# [TASK INSTRUCTIONS]
From top to bottom, write out the listing exactly and skip every picture.

# [EXERCISE MATERIALS]
BEGIN

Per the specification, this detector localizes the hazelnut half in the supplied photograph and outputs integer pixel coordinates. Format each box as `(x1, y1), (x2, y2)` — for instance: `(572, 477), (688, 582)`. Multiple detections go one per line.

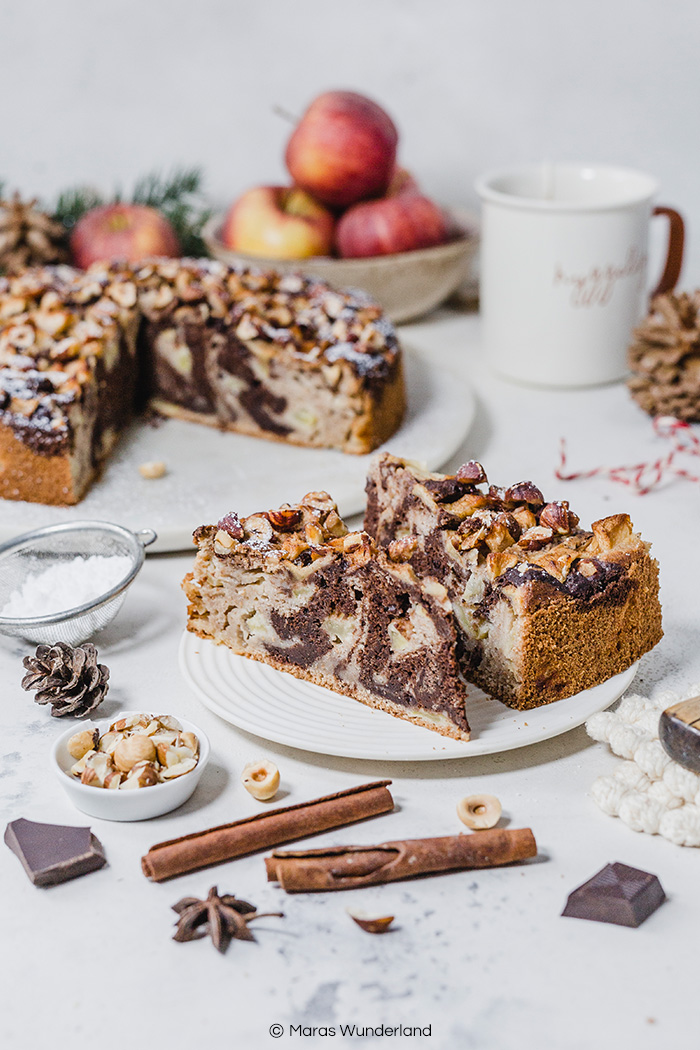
(267, 507), (302, 531)
(457, 794), (502, 830)
(241, 759), (280, 801)
(139, 460), (167, 480)
(346, 908), (395, 934)
(121, 761), (160, 789)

END

# [ANSWER AREA]
Per the specification, this detector localizes the hazelnut half in the supplied photograph and outputs integer pixel coordinates. Format each box as `(x1, y1), (x2, y2)` — for instance: `(572, 477), (688, 582)`. Multiple detections go one per line.

(267, 507), (302, 531)
(457, 794), (502, 830)
(241, 759), (280, 801)
(139, 460), (167, 480)
(346, 908), (395, 934)
(121, 761), (160, 789)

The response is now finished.